[Opening RECORDED DATA section]

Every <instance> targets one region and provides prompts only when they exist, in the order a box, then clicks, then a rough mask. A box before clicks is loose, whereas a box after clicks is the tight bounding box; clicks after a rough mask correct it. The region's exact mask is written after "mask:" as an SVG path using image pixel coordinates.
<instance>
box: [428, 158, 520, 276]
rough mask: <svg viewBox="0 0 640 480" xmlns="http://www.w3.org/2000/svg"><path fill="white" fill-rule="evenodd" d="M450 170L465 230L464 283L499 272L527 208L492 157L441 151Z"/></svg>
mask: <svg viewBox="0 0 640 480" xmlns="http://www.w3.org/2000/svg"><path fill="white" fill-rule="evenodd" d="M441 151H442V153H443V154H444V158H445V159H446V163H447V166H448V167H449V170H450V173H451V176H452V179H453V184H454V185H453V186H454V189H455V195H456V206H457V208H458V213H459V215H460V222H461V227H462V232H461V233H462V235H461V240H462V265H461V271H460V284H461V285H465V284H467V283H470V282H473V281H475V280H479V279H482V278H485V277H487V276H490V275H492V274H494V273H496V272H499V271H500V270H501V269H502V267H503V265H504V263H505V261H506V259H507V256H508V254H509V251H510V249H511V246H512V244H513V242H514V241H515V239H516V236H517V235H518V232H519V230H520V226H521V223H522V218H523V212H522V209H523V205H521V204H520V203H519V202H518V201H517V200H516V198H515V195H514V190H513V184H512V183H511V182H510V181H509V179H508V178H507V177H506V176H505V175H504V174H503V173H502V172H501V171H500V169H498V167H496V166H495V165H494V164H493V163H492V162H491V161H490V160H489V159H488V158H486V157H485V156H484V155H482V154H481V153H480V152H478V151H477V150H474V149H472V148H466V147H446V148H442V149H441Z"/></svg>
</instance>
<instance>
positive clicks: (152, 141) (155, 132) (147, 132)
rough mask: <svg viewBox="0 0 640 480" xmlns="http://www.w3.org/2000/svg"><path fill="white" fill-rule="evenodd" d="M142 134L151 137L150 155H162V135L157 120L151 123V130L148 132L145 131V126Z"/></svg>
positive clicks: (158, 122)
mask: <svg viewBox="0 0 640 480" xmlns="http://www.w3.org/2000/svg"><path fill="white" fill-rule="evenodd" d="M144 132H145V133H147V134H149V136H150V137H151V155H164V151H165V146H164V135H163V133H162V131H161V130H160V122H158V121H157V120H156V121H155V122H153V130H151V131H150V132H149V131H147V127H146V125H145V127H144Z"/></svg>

[Closing RECORDED DATA section]

■ WHAT THE TASK ASKS: Where in the entries does the word "instance" occur? Copy out each line that has it.

■ FINISHED TASK:
Every <instance> targets one region and provides prompts only when they exist, in the order a box, then clicks, then a rough mask. A box before clicks is loose, whereas a box after clicks is the tight bounding box; clicks after a rough mask correct it. The region's exact mask is written after "mask:" as an SVG path using image pixel coordinates.
<instance>
</instance>
<instance>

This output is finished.